--- Records for the exercise Enclosed Below ---
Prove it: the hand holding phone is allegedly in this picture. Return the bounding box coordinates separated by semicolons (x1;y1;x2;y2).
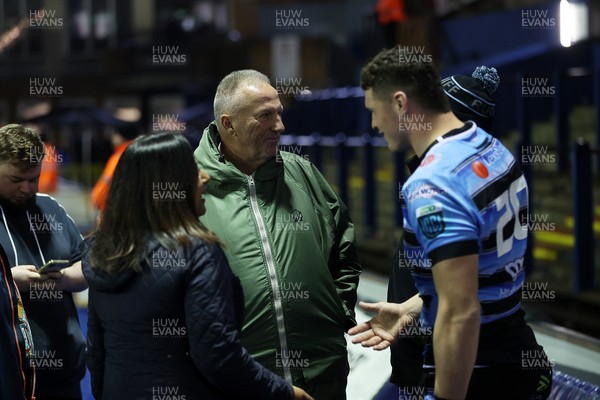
38;259;70;274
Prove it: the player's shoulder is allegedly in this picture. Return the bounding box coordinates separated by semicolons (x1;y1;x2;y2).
423;126;515;178
415;125;488;176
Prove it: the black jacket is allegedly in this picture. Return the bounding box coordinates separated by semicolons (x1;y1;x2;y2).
83;236;294;400
0;244;34;400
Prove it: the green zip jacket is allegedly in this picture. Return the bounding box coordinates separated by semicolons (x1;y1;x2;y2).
194;122;362;394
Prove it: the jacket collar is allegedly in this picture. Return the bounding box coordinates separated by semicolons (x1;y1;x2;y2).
196;121;281;184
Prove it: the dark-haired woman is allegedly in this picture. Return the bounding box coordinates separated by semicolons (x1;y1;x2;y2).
82;133;313;400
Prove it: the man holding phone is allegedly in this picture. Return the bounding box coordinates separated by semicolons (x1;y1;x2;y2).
38;259;70;274
0;124;87;400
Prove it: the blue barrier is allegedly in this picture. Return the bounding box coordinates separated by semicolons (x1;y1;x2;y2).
550;370;600;400
371;370;600;400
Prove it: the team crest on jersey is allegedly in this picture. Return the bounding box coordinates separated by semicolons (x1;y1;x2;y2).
416;204;445;239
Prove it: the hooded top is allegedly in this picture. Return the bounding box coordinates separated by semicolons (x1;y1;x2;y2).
0;194;85;397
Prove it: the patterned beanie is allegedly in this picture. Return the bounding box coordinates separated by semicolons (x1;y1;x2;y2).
442;66;500;133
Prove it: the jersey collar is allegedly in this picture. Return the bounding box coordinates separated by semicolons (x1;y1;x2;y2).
406;121;474;173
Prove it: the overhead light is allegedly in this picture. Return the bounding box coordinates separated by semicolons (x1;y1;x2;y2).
560;0;573;47
560;0;590;47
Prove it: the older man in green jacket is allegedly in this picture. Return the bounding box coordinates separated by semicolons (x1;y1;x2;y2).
194;69;362;400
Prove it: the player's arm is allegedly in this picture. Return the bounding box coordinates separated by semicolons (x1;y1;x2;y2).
431;253;480;399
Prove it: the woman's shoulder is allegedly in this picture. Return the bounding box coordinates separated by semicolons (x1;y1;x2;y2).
162;236;227;272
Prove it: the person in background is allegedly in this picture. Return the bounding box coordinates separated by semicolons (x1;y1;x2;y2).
350;47;552;400
0;123;87;400
83;132;313;400
90;124;139;213
38;136;60;194
387;65;501;389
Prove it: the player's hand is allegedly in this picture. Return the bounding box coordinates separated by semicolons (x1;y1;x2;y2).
348;301;418;350
11;265;50;293
292;386;315;400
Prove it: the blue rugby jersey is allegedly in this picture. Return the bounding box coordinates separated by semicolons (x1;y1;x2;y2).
402;122;528;332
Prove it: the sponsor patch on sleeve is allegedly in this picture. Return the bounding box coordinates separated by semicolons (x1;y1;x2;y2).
416;204;445;239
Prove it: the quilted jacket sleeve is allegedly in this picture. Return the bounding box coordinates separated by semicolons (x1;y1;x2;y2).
184;240;293;399
86;289;105;399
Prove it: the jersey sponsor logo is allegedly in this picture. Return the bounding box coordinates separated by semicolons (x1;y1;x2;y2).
483;142;504;165
406;182;446;201
416;204;445;239
471;160;489;178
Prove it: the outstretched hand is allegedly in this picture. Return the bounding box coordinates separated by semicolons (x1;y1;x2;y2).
348;301;418;350
292;386;315;400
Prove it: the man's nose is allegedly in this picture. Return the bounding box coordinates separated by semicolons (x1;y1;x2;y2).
273;115;285;133
371;119;378;131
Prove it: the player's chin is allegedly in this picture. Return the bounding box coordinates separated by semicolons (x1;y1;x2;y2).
385;138;400;152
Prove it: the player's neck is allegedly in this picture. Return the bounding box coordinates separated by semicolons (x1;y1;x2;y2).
410;111;465;158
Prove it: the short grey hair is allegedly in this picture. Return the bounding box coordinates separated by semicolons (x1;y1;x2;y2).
213;69;271;128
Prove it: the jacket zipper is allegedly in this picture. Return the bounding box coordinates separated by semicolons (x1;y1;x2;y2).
247;174;292;383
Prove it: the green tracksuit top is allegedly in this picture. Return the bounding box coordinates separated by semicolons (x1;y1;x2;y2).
194;122;362;391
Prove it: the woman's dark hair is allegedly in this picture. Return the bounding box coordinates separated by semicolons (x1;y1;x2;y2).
91;132;220;274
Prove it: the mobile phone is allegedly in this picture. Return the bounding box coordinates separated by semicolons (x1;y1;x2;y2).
38;259;70;274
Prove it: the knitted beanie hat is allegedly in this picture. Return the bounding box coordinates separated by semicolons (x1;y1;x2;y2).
442;66;500;133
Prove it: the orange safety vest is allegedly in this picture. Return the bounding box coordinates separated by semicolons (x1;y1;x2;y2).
90;140;133;212
376;0;406;25
38;143;59;194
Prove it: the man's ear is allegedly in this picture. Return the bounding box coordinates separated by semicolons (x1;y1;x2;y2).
392;91;407;114
219;114;236;136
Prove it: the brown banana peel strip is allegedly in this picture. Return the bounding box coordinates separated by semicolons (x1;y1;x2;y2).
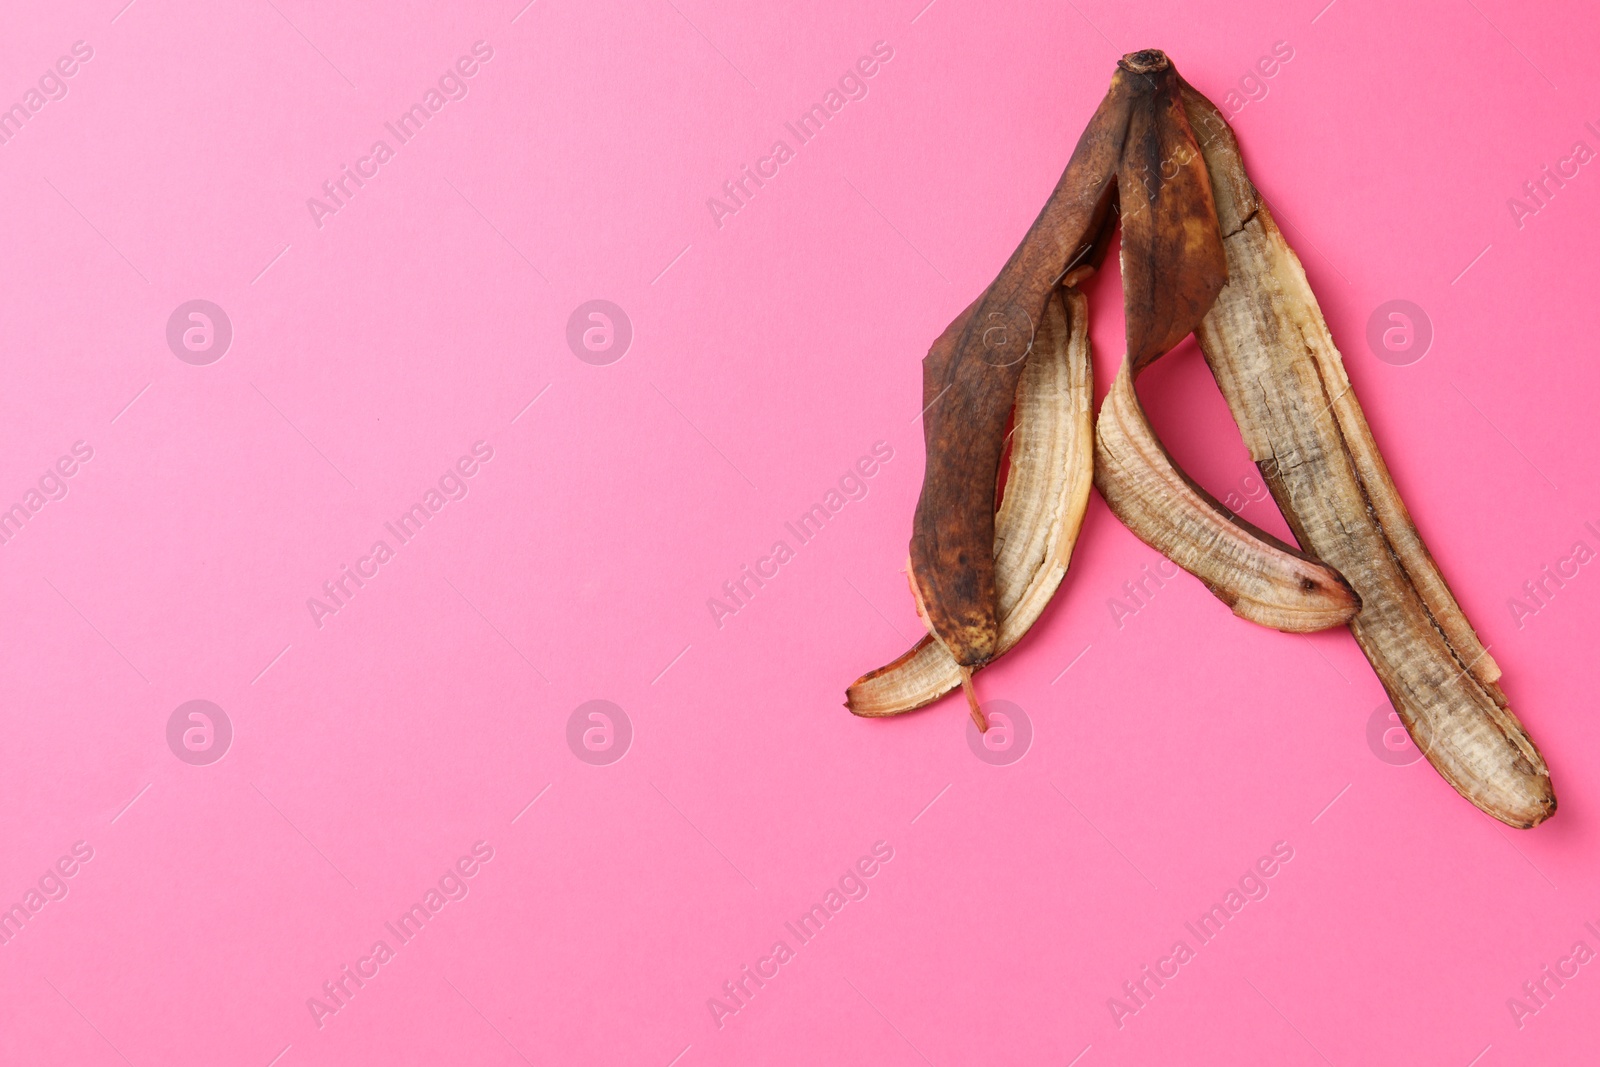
1095;355;1360;632
1115;50;1228;370
1177;82;1553;827
909;69;1131;669
848;288;1093;717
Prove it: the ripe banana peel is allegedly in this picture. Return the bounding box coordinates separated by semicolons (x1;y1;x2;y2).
1095;359;1362;632
907;66;1127;681
845;49;1556;828
849;288;1093;718
1095;54;1362;634
1171;83;1555;828
854;51;1300;719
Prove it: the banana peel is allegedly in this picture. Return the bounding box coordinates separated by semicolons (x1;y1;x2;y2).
1095;51;1362;634
908;67;1128;679
849;288;1093;717
1095;357;1361;632
1174;82;1554;827
897;52;1232;727
845;49;1557;829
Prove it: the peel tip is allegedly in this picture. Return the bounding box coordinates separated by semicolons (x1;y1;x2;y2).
1119;49;1170;74
1506;788;1558;830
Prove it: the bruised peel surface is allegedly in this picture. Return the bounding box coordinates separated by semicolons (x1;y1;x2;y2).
1179;84;1553;827
850;49;1551;832
909;73;1131;669
1116;58;1228;370
849;289;1093;716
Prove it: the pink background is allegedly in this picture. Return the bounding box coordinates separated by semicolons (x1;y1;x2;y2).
1;0;1597;1063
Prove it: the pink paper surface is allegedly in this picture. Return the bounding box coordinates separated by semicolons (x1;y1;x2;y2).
2;0;1597;1063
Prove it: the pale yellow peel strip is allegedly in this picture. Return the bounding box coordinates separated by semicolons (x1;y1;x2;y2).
1190;171;1552;827
1094;355;1359;633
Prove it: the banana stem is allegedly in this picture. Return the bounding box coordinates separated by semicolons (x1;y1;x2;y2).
959;667;988;732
--- End of Enclosed Records for the exercise ---
◆ Work required:
No picture belongs in the copy. Print every entry above exactly as it stands.

◆ Task result:
Prove it: the hand holding phone is allegedly in this picture. Return the bounding box coordinates separated by semicolons (x1;y1;x2;y2).
38;259;70;274
Prove it: the player's shoulder is allegedly in this picture. Return the bounding box coordinates separated by semicolons (x1;y1;x2;y2).
423;126;515;178
415;125;488;176
Prove it: the black jacket is allegedly in this picture. Return the bounding box coordinates separated by semicolons (x1;y1;x2;y2).
83;236;294;400
0;244;34;400
Prove it: the green zip jacket is allegedly in this picture. Return the bounding box coordinates separated by semicolons (x1;y1;x2;y2).
194;122;362;394
Prove it: the jacket collar is allegedly in this picture. Return the bounding box coordinates separated by semicolons (x1;y1;x2;y2).
196;121;281;184
Prove it: the dark-haired woman is allegedly in this picture. Return the bounding box coordinates separated by semicolons (x1;y1;x2;y2).
82;133;313;400
Prove it: the man holding phone is allegedly in this picture. Return the bounding box coordinates separated by semicolons (x1;y1;x2;y2).
38;259;70;274
0;124;87;400
Prove it: the blue barrier is allegedly in this picture. Return the bounding box coordinates separated by semicolons (x1;y1;x2;y2).
550;370;600;400
371;370;600;400
Prove it: the team crest on jersey is allegedly in this picture. Return the bounding box coordinates separated by semicolons (x1;y1;x2;y2).
416;204;445;239
Prove it: the hooded top is allegedly in this picture. Return the bounding box coordinates separated by semicolons (x1;y1;x2;y2).
0;194;85;397
Prove it: the patterned beanie is allegedly in this picture. Return the bounding box coordinates separated by semicolons (x1;y1;x2;y2).
442;66;500;133
Prove it: the jersey collar is allegedly in this picture. Return the bounding box coordinates separated by semicolons (x1;y1;x2;y2).
406;121;474;173
Prove it: the overhead light is allegedly in this picture. Return the bounding box coordinates separated by semicolons (x1;y1;x2;y2).
560;0;573;47
560;0;590;47
Prove it: the older man in green jacket is allegedly in this picture. Return the bounding box coordinates separated by semicolons (x1;y1;x2;y2).
194;69;362;400
Prove it: the player's arm is allegedly in this picture. Return the bounding box coordinates separated by semicolons (x1;y1;x2;y2).
431;253;480;399
Prove it: the woman's shoulder is allegedly in this picture. Return the bounding box coordinates separated by semicolons (x1;y1;x2;y2).
162;236;227;272
Prove it: the person in background is allegedly in this picture. Return the bounding box coordinates separated by semicolons (x1;y1;x2;y2).
350;47;552;400
0;123;87;400
83;132;313;400
90;124;139;213
38;136;60;194
387;65;501;389
Prove it: the player's hand is allegedly in this picture. Return the bounding box coordinates separated by semicolons (x1;y1;x2;y2).
348;301;418;350
11;265;50;293
292;386;315;400
Prove it: the blue rugby jersey is allegedly in this picture. Return the bounding box coordinates separated by semicolons (x1;y1;x2;y2).
402;122;528;332
Prove it: the sponsor patch on sleeve is allegedly in this picture. Return the bounding box coordinates separated by semicolons (x1;y1;x2;y2).
416;204;445;239
Prove it: the quilted jacket sleeve is allegedly in this picture. Return the bounding box coordinates separated by semicolons (x1;y1;x2;y2).
184;240;293;399
86;289;105;399
Prove it: the jersey sponsor logo is allegedly in this picture. Return the bounding box coordinates separated by semicolons (x1;y1;x2;y2).
483;142;504;165
406;182;446;201
416;204;445;239
471;160;489;178
Prove it: the outstretched hand is allegedly in this picture. Return the bounding box coordinates separated by semicolons (x1;y1;x2;y2).
348;301;418;350
292;386;315;400
Prove it: the man's nose is allegedly in this picture. Return the bounding box coordinates separated by semicolons (x1;y1;x2;y2).
273;115;285;133
371;119;378;131
Prove it: the player's chin is allegedly in this picture. Return the bounding box coordinates separated by semicolons (x1;y1;x2;y2).
385;138;400;152
Prove it: the player's neck is allegedly in this picture. Return the bounding box coordinates separated by semicolons (x1;y1;x2;y2).
410;111;465;158
Prove it: the short grey hair is allegedly in this picture. Return the bounding box coordinates separated by semicolons (x1;y1;x2;y2).
213;69;271;128
Prove it: the jacket zipper is allegedly in this picture. Return the bounding box coordinates separated by semicolons (x1;y1;x2;y2).
247;174;292;383
Prove it: the green tracksuit top is allegedly in this picture. Return the bounding box coordinates separated by semicolons (x1;y1;x2;y2).
194;122;362;391
Prove it: the woman's dark hair is allegedly in this picture. Return the bounding box coordinates separated by semicolons (x1;y1;x2;y2).
91;132;220;274
Prove it: the mobile phone is allegedly in this picture. Return the bounding box coordinates separated by semicolons (x1;y1;x2;y2).
38;259;70;274
Prove it: the knitted beanie hat is allegedly in this picture. Return the bounding box coordinates separated by semicolons (x1;y1;x2;y2).
442;66;500;133
Prove it: the orange safety vest is allegedly in this picture. Return the bounding box coordinates separated by semicolons (x1;y1;x2;y2).
90;140;133;212
376;0;406;25
38;143;59;194
Prove it: the man's ear is allegedly in this picture. Return the bounding box coordinates separated by semicolons (x1;y1;x2;y2).
392;91;407;114
219;114;236;136
Prove it: the brown banana peel strip is allegedly in this picture. Return the bounding box coordinates separated by semicolons (x1;y1;x2;y2).
1095;355;1360;632
1115;50;1228;370
1177;82;1553;827
909;69;1131;669
848;288;1093;717
Prove it: the ripe banana peel is allegedly in this picture. Return the bounding box coordinates separated by semicolons (x1;y1;x2;y2).
1095;359;1362;632
907;66;1127;681
845;49;1556;828
849;288;1093;718
1095;54;1362;634
1171;83;1555;828
854;51;1300;719
Prove it: the banana peel is allegedly in this picture. Return the bounding box coordinates separated by semicolons (x1;y1;x2;y2).
1095;51;1362;634
908;67;1128;679
849;288;1093;717
1095;357;1361;632
1174;82;1554;827
897;52;1232;727
845;49;1557;829
Prove it: the peel tip is allegedly in this picture. Return the bounding box coordinates separated by semicolons (x1;y1;x2;y2).
1119;49;1170;74
1506;788;1558;830
Prove it: the bruised peel surface is allegedly in this picture. Return the bounding box coordinates separated by semicolons (x1;y1;x2;y2).
1179;84;1553;827
850;49;1551;832
909;73;1131;669
1116;58;1228;370
849;289;1093;716
Prove it: the pink background is allegedly in this picture. Return the bounding box coordinates separated by semicolons (x1;y1;x2;y2).
1;0;1597;1063
Prove it: the pink paper surface is allegedly in this picture. Return the bounding box coordinates separated by semicolons (x1;y1;x2;y2).
2;0;1597;1063
Prove it: the pale yellow peel strip is allegedly in this picture. Return the bounding box coordinates separated by semicolons (x1;y1;x2;y2).
1190;171;1552;827
1094;355;1359;633
Prove it: the banana stem is allegedly in this picture. Return the bounding box coordinates separated by semicolons (x1;y1;x2;y2).
959;667;988;732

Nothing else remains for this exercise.